• _REQUIREMENT_:
Return only the final portion of the entries: the line with "Note: for this drill, mark the metal desk" and every line after it, each one exact.

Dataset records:

= Beginning of Section =

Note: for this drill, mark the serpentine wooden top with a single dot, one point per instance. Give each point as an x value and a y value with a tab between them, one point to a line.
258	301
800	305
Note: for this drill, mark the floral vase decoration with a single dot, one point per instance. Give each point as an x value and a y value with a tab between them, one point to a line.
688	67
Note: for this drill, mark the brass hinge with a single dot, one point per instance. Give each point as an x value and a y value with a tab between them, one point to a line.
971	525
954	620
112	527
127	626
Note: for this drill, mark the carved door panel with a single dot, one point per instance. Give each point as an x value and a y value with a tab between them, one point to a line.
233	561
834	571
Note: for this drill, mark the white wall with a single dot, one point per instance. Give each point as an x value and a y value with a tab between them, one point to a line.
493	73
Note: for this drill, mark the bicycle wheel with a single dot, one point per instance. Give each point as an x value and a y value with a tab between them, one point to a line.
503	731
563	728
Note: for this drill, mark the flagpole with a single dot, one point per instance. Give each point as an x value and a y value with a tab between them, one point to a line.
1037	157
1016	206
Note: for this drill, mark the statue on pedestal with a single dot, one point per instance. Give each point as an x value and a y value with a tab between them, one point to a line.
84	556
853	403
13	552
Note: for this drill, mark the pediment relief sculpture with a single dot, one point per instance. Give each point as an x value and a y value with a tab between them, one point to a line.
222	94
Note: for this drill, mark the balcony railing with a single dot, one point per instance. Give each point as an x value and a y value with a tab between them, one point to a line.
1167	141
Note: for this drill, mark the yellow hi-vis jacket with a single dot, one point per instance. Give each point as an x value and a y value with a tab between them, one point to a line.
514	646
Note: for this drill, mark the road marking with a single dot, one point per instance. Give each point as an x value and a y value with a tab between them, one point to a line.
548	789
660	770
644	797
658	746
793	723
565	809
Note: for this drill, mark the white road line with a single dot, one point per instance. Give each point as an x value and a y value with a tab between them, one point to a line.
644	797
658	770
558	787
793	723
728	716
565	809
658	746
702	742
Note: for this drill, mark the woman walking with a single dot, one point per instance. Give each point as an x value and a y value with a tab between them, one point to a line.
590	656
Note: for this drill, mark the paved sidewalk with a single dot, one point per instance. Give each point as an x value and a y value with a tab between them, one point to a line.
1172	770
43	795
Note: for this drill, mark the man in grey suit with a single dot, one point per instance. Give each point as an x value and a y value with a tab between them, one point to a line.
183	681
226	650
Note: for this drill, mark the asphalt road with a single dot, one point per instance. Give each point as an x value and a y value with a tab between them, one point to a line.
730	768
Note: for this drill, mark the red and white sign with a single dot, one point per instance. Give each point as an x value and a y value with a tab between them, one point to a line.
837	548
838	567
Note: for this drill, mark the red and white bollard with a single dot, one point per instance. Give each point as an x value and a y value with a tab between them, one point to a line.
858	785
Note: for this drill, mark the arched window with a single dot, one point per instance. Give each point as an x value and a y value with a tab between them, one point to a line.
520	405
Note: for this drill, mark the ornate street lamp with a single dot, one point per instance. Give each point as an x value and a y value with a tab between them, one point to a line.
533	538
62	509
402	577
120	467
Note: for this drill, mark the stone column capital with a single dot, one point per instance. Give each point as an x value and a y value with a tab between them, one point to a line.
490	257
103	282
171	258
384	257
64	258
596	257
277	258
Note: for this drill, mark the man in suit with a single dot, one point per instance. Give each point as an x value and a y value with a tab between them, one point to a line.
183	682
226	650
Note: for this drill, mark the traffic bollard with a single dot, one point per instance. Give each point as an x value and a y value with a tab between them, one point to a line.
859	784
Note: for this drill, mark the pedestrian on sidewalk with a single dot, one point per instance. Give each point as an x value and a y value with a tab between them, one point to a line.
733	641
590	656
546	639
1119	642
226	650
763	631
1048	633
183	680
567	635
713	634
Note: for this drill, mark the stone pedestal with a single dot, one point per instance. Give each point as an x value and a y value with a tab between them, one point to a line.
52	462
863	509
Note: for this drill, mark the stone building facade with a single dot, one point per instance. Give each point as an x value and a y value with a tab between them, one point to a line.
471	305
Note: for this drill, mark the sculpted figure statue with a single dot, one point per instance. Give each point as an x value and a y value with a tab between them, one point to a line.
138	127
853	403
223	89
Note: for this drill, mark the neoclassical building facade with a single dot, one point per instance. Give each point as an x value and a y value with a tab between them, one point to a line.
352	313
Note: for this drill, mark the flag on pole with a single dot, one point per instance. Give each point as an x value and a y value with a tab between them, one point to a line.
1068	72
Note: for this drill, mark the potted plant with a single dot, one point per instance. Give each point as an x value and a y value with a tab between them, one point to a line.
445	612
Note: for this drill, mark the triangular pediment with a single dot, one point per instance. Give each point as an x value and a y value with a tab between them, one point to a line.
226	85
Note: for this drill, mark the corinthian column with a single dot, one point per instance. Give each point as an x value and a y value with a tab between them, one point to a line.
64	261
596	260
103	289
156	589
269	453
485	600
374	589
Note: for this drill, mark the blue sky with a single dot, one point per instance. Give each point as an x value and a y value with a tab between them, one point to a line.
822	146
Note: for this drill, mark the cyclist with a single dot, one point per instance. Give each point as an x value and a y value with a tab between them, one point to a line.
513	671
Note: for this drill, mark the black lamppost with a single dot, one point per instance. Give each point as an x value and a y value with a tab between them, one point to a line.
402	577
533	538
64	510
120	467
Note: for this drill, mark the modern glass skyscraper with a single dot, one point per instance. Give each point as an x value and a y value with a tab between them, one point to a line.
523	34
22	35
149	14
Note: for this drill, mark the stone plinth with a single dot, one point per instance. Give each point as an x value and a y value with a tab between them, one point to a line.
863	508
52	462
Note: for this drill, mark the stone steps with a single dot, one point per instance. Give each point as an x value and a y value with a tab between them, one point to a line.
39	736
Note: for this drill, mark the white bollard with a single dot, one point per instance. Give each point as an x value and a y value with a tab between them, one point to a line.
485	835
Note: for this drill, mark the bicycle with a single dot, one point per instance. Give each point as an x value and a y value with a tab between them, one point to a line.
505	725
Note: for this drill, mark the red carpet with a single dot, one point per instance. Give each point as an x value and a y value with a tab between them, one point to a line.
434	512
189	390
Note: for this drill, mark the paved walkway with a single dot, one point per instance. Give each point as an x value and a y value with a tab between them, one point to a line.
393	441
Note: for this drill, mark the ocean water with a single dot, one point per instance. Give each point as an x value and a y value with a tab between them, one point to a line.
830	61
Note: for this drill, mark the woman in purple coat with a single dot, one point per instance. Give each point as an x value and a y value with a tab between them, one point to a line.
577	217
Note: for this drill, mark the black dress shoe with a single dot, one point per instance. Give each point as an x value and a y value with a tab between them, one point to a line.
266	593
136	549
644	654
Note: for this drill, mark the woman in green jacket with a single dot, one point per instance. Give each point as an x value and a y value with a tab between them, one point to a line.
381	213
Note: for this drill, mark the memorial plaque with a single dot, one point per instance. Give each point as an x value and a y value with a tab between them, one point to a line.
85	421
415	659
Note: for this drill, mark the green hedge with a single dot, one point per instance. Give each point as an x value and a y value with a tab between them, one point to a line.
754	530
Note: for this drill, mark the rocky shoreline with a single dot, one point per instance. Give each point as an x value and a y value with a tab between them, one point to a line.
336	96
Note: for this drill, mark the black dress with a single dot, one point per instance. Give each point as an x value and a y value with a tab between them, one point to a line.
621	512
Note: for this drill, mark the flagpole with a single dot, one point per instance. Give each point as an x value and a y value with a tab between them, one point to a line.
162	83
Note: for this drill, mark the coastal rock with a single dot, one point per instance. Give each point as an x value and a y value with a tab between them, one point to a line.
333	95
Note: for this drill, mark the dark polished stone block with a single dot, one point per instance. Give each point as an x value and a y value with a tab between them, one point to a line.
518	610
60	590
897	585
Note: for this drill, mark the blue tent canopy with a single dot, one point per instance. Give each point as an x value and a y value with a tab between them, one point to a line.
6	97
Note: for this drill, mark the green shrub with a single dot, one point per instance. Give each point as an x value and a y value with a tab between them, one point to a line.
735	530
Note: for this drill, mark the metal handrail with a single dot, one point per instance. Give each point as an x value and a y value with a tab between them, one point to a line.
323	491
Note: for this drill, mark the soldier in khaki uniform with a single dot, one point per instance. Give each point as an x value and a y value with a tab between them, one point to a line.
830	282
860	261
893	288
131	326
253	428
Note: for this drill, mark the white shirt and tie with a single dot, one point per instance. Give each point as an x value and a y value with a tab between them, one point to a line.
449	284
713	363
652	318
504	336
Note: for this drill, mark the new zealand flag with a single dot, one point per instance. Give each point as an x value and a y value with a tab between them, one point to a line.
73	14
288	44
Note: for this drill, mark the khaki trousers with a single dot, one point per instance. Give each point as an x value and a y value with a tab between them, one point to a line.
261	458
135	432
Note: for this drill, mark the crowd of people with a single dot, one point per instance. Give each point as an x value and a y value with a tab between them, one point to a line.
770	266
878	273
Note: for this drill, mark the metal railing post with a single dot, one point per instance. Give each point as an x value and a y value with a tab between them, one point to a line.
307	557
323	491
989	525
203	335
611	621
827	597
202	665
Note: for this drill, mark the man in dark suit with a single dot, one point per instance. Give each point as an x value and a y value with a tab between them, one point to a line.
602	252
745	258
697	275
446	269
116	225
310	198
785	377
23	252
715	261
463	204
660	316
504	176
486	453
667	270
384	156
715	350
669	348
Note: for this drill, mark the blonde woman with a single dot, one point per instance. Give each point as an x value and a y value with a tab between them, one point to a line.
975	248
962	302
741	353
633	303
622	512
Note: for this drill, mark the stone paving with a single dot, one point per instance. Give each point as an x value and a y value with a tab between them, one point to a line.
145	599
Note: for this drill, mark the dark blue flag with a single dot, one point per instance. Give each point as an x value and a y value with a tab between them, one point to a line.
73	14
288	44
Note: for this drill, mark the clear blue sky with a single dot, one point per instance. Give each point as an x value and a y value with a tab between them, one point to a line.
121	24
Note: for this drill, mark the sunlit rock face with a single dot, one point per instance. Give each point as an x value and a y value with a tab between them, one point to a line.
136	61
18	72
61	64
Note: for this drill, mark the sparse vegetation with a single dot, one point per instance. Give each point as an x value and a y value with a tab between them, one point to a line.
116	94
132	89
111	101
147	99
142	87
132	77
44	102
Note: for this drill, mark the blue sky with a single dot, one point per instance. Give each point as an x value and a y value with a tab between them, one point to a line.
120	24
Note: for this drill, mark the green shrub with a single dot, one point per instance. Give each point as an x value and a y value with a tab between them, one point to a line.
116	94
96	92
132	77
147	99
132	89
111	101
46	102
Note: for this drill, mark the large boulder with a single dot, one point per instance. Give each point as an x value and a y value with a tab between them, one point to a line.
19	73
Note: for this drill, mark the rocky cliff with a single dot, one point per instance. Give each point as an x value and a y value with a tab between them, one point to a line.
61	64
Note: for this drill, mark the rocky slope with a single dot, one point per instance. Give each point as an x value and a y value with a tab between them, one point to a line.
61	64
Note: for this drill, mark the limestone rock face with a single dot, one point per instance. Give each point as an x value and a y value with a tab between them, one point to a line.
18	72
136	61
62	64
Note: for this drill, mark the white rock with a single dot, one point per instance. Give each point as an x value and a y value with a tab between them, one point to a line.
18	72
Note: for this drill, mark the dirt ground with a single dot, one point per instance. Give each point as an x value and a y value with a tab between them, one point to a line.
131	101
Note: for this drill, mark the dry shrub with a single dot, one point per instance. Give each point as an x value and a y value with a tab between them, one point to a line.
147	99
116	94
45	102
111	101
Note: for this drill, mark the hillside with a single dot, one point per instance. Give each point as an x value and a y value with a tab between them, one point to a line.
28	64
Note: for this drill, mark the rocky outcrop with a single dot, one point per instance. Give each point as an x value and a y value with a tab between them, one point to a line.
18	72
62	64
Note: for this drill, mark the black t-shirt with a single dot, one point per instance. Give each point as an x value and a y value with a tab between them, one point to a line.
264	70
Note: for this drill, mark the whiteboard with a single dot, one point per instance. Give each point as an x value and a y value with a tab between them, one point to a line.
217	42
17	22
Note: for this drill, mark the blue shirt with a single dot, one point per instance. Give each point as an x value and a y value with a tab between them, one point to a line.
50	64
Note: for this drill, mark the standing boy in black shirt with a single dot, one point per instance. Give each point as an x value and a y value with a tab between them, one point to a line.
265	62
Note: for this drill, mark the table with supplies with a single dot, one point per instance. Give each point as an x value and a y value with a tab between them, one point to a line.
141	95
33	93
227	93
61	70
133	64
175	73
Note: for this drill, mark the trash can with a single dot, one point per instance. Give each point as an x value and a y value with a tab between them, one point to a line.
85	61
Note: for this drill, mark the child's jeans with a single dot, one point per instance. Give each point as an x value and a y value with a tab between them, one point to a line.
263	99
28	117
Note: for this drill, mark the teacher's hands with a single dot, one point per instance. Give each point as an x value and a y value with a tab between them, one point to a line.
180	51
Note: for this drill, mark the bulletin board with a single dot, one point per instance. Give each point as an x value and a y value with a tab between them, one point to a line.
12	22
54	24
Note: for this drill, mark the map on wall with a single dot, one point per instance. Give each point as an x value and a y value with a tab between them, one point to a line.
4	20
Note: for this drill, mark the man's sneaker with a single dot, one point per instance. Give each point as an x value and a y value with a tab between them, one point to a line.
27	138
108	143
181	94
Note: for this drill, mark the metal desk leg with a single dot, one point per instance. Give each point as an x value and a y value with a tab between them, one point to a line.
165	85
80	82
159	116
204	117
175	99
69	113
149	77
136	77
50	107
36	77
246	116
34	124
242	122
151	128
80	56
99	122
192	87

= End of Section =

• _ANSWER TO THE PROBLEM_:
Note: for this drill, mark the metal desk leg with a single dot, one point per instance. Give each point as an x value and a y value with a tab between them, one point to a line.
165	85
80	82
159	116
204	117
175	99
69	113
149	77
136	77
50	107
36	77
246	116
34	124
242	122
151	128
80	56
99	122
192	87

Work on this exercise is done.